___ Supplied information
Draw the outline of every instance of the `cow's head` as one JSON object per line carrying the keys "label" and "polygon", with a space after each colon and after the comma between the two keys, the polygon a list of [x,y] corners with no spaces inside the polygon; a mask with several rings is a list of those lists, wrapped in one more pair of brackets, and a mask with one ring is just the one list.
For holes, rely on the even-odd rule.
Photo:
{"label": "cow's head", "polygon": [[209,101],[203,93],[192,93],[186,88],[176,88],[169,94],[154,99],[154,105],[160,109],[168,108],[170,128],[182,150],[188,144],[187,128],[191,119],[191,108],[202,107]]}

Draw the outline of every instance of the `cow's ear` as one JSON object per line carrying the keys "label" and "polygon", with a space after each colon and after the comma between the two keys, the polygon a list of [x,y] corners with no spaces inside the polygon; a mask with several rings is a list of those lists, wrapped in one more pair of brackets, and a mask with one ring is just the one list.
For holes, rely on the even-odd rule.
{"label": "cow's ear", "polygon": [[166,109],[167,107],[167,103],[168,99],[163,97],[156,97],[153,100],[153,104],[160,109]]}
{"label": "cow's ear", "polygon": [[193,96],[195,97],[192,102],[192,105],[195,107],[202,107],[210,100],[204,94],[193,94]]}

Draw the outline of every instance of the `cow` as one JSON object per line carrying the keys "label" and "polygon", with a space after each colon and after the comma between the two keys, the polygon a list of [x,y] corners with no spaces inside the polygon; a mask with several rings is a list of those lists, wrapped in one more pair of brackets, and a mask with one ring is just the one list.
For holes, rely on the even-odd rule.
______
Problem to solve> Recast every line of the records above as a numbered list, omitting the blank lines.

The result>
1. Draw the outline of every instance of the `cow's head` as one JSON object per line carrying the keys "label" and "polygon", with a space after each colon and after the comma between the two keys, the polygon a list of [x,y] corners with no spaces inside the polygon; a mask with several rings is a list of those lists, wrapped in one more pair of brackets, and a mask with one ring is just the one list.
2. For holes, rely on the even-odd rule.
3. Photo:
4. {"label": "cow's head", "polygon": [[209,101],[203,93],[192,93],[186,88],[176,88],[169,94],[154,99],[154,105],[160,109],[168,108],[170,128],[182,150],[188,144],[187,128],[191,119],[191,108],[202,107]]}
5. Draw the outline of every instance of the `cow's ear` as one JSON object per line carrying the keys "label" and "polygon", with a space after each colon and after the comma between the two keys, the polygon a list of [x,y] corners with no spaces inside the polygon; a mask with several rings is a list of those lists, wrapped in one more pair of brackets, and a mask with one ring is just the one list.
6. For holes, rely on the even-odd rule.
7. {"label": "cow's ear", "polygon": [[166,109],[167,107],[167,103],[168,99],[163,97],[156,97],[153,100],[153,104],[160,109]]}
8. {"label": "cow's ear", "polygon": [[193,96],[195,97],[192,102],[192,105],[195,107],[202,107],[210,100],[204,94],[193,94]]}
9. Draw the outline of every instance of the `cow` as one JSON object per line carrying the keys "label" and "polygon", with a space after each colon and after the comma between the two keys, the polygon a list of [x,y] corners with no spaces inside the polygon; a mask with several rings is a list of those lists, wrapped in one more pair of brackets, and a mask with one ring is just the one list.
10. For holes, rely on the even-odd rule.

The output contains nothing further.